なぜか夫には、この簡単なクイズの正解がわからず、二次会でも盛大にやらかしてくれたのである。
子どもの頃からゴマメの味噌っかすで、普段から誰からも注目されたことなどない夫は注目を浴びて舞い上がり、興奮状態に陥った。そしてみんなを笑わせて主役になろうと目論み、虚言を用いて主役である花嫁の私を笑い者にしようとして失敗。
水を打ったような静けさの中で『ほらみんな、俺の笑いにつられて笑え!』とばかりに狂ったように大笑いしてみせるが、誰一人笑わず大失敗。私は夫がワインで酔っ払ってしまったのかと思ったが違った。
彼は乾杯用のグラスワインをたった一口しか呑んでなかった。夫は私をしのぐ鋼の肝臓の持ち主で酒に強い。だからこの時彼は、まったくの素面だったのだ。それでもワイングラスは取り上げておいたが。
妻の名誉は積極的に毀損するのだが、自分の名誉だけは守りたいらしく、夫は私を笑い者にしようとして大失敗した自分の名誉を回復しようと更に虚言を並べ立て私を笑い者にしようとしてまた失敗。誰一人笑わないので焦り、笑ってごまかそうと真っ赤な顔で狂ったように笑い続ける。
当然、誰一人笑わない。結婚式の二次会で主役である花嫁をあざ笑う者などいないのだが、夫にはそんな常識以前のことがわからない。
夫は一人で笑い転げ、
「あぁ、おかしー!」
と涙を拭っている。

§

_課題 A:_ 結婚式の二次会を描いた本文のうち、「彼は乾杯用のグラスワインをた」から「顔で狂ったように笑い続ける。」までの部分を、両端を含めて一字も変えずに再掲してください。
_課題 B:_ 結婚式の二次会での夫の振る舞いを綴った本文を、最後の文に続けて書き進めてください。

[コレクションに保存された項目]
§

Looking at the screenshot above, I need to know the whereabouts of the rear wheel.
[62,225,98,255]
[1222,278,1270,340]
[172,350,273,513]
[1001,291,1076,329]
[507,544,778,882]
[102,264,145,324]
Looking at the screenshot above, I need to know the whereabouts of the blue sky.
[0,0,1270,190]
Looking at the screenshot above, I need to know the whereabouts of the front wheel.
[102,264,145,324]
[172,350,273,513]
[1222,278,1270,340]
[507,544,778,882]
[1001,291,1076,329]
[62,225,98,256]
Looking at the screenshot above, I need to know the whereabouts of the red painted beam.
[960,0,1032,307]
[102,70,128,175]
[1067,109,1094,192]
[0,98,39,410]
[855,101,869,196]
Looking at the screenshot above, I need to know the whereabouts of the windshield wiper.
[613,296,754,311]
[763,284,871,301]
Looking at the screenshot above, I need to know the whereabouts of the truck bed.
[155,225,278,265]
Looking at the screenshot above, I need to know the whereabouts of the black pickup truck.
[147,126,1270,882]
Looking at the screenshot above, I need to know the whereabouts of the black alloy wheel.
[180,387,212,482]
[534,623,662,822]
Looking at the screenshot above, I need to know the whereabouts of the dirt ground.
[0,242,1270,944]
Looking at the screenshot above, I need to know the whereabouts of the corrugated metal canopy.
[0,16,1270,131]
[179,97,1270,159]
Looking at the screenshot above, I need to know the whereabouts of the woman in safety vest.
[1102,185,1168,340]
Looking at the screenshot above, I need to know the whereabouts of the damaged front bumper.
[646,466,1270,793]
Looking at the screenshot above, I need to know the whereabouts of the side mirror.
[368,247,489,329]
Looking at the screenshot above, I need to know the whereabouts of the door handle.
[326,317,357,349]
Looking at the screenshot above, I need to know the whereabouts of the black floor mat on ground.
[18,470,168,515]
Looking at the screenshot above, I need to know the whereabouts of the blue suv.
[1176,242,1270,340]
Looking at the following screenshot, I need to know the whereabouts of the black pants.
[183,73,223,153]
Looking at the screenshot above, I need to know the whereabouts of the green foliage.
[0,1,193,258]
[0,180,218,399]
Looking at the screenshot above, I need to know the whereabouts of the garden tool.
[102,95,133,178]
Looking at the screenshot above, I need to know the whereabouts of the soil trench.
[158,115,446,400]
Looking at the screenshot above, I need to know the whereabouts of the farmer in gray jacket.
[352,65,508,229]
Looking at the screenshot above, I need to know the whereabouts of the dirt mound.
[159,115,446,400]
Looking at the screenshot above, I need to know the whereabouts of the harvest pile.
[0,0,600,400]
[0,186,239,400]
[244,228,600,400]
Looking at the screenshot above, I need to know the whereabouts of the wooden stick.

§

_想定解答 A:_
彼は乾杯用のグラスワインをたった一口しか呑んでなかった。夫は私をしのぐ鋼の肝臓の持ち主で酒に強い。だからこの時彼は、まったくの素面だったのだ。それでもワイングラスは取り上げておいたが。
妻の名誉は積極的に毀損するのだが、自分の名誉だけは守りたいらしく、夫は私を笑い者にしようとして大失敗した自分の名誉を回復しようと更に虚言を並べ立て私を笑い者にしようとしてまた失敗。誰一人笑わないので焦り、笑ってごまかそうと真っ赤な顔で狂ったように笑い続ける。

_想定解答 B:_
「ちょっと、学クン?」
と黙らせようとしても、
「なあーんだよ!」
となぜか勝ち誇ったような挑戦的な態度。
彼はなんら勝ってはいないし、むしろ大恥をかいているのだが、主役の座を奪われたくなくて私と張り合っているのだ。主役の座を奪われるも何も、結婚式の主役は花嫁である私なのだが、彼にはそれがわからない。
――物の道理をわきまえていないのか?――
当時はそう思ったのだが違った。
それでも夫は懲りずに虚言を用いて不幸な花嫁を笑い者にしようとしてまたもや失敗し、静寂の中で『ほらみんな、俺の笑いにつられて笑え!』とばかりに狂笑してまた大失敗。
どんなに大失敗をくり返しても夫は、「二次会で花嫁をあざ笑う者などいない」と学習することができず、二次会終了時刻までしつこく延々とホラ話をくり広げた。
彼は誰一人笑う者がいないシュールな狂言芝居を、まったくの素面で演じ切ったのだ。